• Problem:
Copy the passage on the Janus manager departures from "An Unfortunate Pattern" to "categories' worst quartiles.", renaming "equity-fund lineup" as "stock-fund lineup".

• Text segment:
An Unfortunate Pattern
In May 2013, three managers tendered their resignations. Ron Sachs, who had been with Janus since 1996 and who had most recently run  Janus Twenty and  Janus Forty (JACTX), left the firm, as did Brian Schaub and Chad Meade. While Sachs had been struggling recently, he was successful in a 2000-07 stint at  Janus Global Select (JORNX). Meanwhile, Schaub and Meade's charges,  Janus Triton (JATTX) and  Janus Venture (JAVTX), had been bright spots in an equity-fund lineup that had struggled over the past five-plus years. In fact, Triton and Venture were the only two diversified U.S. equity funds run by in-house Janus managers that landed in their categories' best quartiles. Most of the others landed in their categories' worst quartiles.

Schaub and Meade joined Janus in 2000 and 2001, respectively--the former straight out of college and the latter after working as an equity analyst at Goldman Sachs for two years. They left Janus to join Arrowpoint Partners, an investment firm founded by former Janus portfolio managers David Corkins and Karen Reidy in 2007. (Corkins and Minyoung Sohn, another Arrowpoint manager and former rising star at Janus, left Janus in late 2007, while Reidy left in 2005.) Arrowpoint has primarily managed money for institutions, but it is now making a move into the mutual fund world.

Records from a data source
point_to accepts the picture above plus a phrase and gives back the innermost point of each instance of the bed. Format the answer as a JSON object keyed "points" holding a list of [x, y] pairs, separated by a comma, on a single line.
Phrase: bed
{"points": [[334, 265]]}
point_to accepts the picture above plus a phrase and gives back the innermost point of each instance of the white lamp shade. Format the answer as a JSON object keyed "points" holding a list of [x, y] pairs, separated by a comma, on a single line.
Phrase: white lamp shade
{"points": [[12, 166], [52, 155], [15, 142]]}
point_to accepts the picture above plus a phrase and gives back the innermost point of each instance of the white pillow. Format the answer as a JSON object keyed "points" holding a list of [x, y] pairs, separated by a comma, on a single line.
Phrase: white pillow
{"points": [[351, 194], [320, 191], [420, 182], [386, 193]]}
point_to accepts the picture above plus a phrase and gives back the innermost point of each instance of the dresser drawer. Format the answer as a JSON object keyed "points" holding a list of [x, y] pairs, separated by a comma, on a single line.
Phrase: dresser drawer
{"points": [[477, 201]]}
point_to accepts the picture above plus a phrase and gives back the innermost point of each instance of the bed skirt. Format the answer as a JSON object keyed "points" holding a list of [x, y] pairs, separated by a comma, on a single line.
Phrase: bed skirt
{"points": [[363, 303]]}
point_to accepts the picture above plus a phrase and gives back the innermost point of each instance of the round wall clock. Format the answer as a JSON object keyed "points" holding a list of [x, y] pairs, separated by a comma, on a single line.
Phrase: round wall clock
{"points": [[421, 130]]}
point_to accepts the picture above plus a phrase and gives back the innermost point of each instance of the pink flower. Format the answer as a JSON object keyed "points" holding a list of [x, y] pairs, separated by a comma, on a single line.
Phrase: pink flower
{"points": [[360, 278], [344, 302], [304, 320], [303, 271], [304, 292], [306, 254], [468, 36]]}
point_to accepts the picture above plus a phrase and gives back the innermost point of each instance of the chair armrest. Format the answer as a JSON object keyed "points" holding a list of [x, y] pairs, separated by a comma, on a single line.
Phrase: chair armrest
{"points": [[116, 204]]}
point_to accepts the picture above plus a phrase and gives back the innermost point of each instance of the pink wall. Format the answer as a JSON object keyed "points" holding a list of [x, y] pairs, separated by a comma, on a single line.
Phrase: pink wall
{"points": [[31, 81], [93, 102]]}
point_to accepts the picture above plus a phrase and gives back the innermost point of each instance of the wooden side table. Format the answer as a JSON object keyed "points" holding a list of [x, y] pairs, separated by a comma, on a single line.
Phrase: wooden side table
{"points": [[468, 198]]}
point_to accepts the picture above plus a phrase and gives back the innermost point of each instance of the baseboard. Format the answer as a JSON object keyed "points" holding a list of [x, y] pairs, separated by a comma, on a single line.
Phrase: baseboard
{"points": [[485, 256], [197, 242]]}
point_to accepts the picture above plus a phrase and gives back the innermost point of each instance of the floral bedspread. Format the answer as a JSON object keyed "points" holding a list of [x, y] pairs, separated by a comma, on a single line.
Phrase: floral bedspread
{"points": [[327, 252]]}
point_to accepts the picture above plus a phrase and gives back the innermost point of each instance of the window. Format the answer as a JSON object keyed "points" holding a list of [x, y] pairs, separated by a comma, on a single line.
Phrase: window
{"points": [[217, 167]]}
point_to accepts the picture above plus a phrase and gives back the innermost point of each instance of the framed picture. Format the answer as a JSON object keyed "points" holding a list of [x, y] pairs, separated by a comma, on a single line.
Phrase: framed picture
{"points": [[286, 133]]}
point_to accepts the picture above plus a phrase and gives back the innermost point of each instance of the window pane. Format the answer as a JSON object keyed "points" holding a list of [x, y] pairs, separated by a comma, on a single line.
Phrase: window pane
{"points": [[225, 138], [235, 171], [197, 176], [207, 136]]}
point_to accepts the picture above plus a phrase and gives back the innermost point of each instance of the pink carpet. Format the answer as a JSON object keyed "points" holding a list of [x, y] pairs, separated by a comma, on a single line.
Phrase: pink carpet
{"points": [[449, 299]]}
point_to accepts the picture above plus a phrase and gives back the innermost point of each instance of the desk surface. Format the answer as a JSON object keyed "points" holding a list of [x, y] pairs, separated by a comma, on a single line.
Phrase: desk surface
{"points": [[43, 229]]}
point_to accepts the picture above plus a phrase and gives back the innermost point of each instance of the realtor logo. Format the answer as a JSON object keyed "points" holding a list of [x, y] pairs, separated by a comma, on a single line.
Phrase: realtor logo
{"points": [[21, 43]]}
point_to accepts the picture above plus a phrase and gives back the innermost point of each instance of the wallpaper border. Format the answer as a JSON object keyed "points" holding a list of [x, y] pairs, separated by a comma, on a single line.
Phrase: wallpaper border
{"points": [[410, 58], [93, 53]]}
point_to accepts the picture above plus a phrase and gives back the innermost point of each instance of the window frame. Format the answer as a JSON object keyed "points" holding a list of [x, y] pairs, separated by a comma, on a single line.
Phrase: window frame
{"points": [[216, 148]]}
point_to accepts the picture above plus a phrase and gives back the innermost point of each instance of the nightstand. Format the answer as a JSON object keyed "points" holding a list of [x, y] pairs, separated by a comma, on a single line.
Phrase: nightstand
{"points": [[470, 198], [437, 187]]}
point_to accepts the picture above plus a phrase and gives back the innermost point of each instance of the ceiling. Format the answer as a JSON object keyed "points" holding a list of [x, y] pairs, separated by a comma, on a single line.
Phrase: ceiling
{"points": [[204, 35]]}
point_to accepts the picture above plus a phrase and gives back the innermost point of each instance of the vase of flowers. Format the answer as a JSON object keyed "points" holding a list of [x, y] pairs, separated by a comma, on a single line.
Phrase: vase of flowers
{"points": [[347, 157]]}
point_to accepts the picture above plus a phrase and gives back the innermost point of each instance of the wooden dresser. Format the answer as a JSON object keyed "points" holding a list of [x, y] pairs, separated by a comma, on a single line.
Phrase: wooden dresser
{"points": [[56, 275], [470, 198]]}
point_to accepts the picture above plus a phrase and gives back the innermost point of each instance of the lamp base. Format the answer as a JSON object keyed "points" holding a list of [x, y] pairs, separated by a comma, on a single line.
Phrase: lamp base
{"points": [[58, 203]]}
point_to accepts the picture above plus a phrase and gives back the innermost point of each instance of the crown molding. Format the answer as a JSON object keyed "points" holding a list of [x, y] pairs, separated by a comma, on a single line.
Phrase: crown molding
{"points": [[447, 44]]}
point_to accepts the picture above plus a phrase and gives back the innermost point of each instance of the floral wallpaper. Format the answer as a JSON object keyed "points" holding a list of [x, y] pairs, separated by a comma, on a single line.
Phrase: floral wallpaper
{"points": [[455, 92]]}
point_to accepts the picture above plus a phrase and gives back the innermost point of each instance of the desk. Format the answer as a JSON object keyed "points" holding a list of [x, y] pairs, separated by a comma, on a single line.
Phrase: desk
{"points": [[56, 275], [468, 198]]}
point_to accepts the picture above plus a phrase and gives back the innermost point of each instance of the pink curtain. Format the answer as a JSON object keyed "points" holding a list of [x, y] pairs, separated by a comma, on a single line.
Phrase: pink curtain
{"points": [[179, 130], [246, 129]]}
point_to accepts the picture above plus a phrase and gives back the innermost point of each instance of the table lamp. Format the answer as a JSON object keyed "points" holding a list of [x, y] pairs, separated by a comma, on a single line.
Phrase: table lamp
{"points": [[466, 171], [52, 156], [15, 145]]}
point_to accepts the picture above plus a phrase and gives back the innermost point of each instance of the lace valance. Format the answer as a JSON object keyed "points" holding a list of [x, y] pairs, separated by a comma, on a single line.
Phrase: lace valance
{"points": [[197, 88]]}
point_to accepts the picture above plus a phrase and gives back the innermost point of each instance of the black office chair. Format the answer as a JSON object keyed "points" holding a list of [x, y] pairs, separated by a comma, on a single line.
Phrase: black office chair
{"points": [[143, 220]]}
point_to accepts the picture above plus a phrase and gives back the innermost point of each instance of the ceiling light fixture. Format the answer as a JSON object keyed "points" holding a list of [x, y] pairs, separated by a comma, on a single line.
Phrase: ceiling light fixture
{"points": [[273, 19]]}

• Result:
An Unfortunate Pattern
In May 2013, three managers tendered their resignations. Ron Sachs, who had been with Janus since 1996 and who had most recently run  Janus Twenty and  Janus Forty (JACTX), left the firm, as did Brian Schaub and Chad Meade. While Sachs had been struggling recently, he was successful in a 2000-07 stint at  Janus Global Select (JORNX). Meanwhile, Schaub and Meade's charges,  Janus Triton (JATTX) and  Janus Venture (JAVTX), had been bright spots in an stock-fund lineup that had struggled over the past five-plus years. In fact, Triton and Venture were the only two diversified U.S. equity funds run by in-house Janus managers that landed in their categories' best quartiles. Most of the others landed in their categories' worst quartiles.